## TASK DIRECTIONS
Set out the material from its first line through the line containing "802,449 -> 885,480", both included, as a numbered list with blank lines omitted.
— Begin —
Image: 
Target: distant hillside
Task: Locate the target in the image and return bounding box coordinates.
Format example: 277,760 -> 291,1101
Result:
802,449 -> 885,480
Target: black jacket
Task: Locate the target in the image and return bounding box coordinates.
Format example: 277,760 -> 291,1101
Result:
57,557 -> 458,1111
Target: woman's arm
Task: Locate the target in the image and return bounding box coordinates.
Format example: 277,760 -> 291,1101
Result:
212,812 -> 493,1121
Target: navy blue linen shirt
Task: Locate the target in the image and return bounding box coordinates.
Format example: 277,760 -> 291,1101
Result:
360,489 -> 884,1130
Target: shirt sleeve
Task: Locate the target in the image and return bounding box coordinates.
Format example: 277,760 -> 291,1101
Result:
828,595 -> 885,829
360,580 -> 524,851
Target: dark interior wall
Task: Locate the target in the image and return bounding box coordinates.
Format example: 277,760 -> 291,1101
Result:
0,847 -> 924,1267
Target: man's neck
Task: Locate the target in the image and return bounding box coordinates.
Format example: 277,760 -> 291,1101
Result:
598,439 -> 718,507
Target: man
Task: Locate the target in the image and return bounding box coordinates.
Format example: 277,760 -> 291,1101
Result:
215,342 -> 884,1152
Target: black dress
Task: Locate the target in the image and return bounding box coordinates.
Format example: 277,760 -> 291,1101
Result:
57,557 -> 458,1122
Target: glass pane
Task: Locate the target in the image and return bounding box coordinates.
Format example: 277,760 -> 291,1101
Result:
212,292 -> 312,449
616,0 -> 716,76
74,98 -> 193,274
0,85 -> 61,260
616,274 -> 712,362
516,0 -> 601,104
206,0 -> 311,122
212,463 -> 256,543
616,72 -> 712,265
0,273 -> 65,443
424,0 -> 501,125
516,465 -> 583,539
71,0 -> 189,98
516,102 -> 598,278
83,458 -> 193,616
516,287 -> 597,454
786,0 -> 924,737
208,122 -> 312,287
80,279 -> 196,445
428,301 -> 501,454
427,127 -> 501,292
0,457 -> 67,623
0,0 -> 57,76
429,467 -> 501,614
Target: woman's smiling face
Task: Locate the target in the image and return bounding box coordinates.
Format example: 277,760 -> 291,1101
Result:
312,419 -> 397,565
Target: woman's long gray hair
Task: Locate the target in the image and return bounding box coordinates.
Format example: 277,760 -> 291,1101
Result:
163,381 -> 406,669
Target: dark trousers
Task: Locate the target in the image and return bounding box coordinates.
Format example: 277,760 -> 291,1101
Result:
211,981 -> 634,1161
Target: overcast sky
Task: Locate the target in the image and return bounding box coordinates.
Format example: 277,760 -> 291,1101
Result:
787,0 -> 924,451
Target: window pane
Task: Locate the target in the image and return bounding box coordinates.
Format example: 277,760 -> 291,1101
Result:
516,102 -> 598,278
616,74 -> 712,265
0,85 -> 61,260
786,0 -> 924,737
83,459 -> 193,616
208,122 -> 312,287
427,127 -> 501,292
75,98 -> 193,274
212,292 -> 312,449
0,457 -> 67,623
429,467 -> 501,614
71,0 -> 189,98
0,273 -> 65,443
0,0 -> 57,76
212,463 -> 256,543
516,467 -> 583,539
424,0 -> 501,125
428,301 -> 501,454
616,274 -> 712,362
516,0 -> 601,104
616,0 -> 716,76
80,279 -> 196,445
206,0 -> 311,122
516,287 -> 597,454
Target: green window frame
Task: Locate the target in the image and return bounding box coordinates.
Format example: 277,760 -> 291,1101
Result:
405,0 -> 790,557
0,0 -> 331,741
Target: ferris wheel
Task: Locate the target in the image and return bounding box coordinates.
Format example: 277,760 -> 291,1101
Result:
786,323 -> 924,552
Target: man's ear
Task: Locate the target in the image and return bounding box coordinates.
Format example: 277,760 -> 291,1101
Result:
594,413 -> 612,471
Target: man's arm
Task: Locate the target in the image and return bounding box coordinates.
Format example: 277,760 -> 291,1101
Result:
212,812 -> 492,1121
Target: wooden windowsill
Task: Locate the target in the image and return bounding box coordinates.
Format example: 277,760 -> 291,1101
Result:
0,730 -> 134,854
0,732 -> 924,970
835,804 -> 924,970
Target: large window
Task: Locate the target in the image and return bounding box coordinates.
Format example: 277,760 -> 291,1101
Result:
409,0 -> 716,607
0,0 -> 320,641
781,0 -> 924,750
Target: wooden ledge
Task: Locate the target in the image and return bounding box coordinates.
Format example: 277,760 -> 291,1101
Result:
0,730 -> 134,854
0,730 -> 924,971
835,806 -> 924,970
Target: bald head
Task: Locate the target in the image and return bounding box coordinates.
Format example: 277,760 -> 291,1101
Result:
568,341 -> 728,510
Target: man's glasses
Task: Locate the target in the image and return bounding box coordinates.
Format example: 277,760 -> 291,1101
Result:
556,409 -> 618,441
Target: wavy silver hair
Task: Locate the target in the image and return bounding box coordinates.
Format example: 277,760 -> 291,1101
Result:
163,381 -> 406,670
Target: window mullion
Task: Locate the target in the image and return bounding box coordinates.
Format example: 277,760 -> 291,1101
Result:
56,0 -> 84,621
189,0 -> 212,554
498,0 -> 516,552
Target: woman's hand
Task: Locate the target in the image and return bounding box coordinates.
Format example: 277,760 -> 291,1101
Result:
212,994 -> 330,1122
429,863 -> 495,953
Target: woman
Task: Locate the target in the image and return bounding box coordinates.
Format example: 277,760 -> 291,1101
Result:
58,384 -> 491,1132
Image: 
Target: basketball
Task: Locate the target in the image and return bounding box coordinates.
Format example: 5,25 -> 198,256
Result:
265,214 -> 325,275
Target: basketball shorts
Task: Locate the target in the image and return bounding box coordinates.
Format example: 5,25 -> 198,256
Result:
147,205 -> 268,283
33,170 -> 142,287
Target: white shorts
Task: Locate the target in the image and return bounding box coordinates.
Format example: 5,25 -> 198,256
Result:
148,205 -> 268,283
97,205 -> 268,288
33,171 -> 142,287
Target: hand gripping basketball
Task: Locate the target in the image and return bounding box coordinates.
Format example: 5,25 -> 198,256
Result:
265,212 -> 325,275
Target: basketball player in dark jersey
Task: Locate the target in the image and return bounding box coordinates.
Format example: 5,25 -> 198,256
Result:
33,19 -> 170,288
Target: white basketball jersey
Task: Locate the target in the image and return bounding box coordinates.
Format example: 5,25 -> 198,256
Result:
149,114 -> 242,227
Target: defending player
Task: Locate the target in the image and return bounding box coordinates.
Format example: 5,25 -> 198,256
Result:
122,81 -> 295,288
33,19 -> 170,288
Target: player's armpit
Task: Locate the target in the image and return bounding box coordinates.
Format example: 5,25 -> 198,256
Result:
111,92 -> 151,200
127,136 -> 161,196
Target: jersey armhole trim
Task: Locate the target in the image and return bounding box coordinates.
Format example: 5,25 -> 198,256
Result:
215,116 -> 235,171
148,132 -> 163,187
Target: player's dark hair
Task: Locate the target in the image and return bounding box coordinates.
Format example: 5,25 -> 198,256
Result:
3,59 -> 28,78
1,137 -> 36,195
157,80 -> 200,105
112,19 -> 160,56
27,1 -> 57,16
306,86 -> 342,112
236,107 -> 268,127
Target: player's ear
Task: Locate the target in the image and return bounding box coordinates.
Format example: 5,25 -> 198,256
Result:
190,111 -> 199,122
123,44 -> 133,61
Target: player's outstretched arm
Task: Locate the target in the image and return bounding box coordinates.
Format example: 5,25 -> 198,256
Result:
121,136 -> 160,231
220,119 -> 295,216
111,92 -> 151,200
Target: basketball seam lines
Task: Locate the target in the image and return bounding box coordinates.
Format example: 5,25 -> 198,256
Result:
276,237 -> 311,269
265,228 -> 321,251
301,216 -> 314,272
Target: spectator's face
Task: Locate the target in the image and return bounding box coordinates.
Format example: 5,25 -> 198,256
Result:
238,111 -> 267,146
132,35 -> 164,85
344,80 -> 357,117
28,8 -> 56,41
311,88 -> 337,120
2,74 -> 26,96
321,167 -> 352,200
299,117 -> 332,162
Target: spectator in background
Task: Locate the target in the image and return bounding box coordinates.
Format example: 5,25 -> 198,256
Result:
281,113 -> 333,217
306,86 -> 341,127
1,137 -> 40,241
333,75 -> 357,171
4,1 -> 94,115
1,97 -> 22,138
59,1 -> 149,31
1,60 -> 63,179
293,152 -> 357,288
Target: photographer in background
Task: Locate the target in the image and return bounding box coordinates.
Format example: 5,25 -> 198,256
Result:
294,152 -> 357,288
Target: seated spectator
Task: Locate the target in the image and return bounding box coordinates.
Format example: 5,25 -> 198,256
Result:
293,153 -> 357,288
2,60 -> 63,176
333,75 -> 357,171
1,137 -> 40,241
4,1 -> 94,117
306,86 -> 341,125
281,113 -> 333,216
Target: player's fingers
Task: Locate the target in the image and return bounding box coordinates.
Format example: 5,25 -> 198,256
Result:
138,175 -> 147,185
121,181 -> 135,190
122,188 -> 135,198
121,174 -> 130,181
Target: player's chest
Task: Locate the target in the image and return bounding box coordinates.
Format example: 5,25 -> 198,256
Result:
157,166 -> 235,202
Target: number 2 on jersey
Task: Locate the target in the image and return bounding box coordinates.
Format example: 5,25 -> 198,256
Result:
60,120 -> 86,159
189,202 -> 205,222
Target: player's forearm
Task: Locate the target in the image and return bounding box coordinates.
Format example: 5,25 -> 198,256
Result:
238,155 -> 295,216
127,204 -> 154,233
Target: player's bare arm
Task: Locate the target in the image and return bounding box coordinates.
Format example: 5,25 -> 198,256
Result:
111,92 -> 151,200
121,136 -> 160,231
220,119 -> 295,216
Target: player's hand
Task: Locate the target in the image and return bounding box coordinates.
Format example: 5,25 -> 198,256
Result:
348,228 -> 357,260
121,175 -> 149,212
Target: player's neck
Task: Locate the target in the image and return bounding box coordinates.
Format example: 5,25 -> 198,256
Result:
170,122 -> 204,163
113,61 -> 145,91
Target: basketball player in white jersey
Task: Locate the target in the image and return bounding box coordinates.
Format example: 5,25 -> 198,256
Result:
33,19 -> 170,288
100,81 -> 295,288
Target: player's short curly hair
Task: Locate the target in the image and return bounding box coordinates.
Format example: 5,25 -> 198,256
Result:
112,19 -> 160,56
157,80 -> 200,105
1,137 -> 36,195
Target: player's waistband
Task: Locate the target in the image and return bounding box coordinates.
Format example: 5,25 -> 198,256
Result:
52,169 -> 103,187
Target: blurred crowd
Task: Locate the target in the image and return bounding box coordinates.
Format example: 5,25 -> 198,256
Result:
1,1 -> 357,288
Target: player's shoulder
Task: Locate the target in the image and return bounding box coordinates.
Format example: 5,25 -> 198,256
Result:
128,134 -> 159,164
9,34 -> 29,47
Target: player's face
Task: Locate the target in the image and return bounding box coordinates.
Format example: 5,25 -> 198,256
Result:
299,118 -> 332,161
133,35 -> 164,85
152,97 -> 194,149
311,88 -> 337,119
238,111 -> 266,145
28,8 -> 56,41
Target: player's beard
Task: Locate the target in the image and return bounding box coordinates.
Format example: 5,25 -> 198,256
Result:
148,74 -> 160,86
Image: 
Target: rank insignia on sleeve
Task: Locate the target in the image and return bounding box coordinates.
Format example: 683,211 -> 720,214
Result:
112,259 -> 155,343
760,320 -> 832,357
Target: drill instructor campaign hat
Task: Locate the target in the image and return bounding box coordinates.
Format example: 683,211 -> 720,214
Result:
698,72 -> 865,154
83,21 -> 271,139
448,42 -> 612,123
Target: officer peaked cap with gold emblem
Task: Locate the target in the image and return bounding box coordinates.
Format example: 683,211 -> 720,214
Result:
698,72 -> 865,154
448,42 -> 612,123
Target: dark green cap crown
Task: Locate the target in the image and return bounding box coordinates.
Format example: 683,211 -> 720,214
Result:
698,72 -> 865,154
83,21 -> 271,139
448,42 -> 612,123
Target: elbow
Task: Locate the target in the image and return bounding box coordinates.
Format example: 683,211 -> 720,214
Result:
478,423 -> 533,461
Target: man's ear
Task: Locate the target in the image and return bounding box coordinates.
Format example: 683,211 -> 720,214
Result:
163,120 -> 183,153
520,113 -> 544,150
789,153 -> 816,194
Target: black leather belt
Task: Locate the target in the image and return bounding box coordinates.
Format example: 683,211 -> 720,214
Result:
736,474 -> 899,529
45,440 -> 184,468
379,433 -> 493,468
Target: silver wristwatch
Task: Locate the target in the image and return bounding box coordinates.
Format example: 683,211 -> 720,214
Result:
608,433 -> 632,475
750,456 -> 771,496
— End —
## SOLVED EXERCISE
1. Image: 
2. Target: distant hillside
3. Task: Locate the target in the image and return bounding box coordinates.
4. Format example: 277,760 -> 291,1101
5. Result:
6. 802,449 -> 885,480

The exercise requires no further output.